| WHAT IS BEING ASKED |
Begin at the start of the material and stop after the line that has "point(294, 195)". Rewrite every line in that span except the pictures, and scale each point coordinate by 2.45, rounding to whole numbers with halves going up.

[Point labeling data based on photos]
-------------------------

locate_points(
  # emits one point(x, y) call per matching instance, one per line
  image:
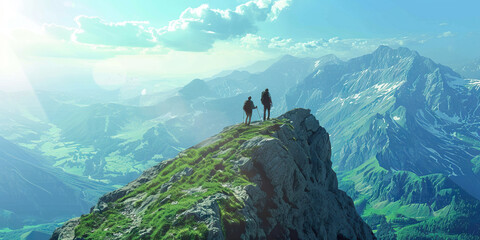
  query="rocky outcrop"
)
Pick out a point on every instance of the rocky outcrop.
point(289, 190)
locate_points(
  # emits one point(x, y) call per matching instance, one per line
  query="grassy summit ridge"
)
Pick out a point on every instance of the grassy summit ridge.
point(197, 173)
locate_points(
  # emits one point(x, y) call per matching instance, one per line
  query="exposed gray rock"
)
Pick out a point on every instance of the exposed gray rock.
point(294, 195)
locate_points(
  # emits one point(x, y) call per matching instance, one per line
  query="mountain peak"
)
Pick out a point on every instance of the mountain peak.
point(270, 180)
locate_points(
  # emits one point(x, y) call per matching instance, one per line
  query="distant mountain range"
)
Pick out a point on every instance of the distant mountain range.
point(404, 131)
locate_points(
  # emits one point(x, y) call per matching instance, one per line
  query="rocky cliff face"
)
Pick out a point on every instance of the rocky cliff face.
point(271, 180)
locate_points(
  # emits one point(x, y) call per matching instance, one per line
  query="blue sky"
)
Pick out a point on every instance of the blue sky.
point(176, 41)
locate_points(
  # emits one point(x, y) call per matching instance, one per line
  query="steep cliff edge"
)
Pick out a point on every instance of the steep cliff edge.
point(271, 180)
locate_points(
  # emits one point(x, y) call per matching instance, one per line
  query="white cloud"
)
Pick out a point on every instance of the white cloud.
point(277, 7)
point(341, 47)
point(58, 32)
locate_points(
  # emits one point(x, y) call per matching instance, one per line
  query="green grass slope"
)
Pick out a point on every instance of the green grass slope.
point(403, 205)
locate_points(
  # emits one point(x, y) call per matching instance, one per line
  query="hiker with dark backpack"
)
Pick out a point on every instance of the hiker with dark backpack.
point(248, 107)
point(267, 104)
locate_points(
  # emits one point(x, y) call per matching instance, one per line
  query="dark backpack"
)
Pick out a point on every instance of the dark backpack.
point(265, 98)
point(247, 106)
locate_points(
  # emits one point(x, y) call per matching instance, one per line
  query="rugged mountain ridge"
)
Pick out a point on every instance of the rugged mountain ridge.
point(270, 180)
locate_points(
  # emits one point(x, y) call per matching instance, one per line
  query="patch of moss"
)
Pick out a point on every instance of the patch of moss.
point(212, 173)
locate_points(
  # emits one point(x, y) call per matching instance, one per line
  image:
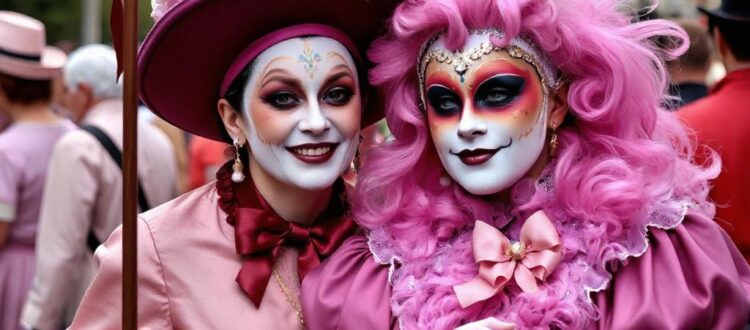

-------------------------

| EXPECTED OUTPUT |
locate_points(
  # emits one point(x, y) call per matching instance, one per line
  image:
  query="rocky outcrop"
)
Pick out a point on every instance of the rocky outcrop.
point(708, 466)
locate_points(
  # emits one point(x, y) call per matching instance, one per line
  query="grassy summit ridge"
)
Pick out a point on every instance of the grassy summit ridge.
point(483, 424)
locate_points(
  # emits one point(x, y) call per matching instance, one per line
  query="exposed gray rock"
)
Pick out a point on every instance of the exposed gray rock.
point(720, 478)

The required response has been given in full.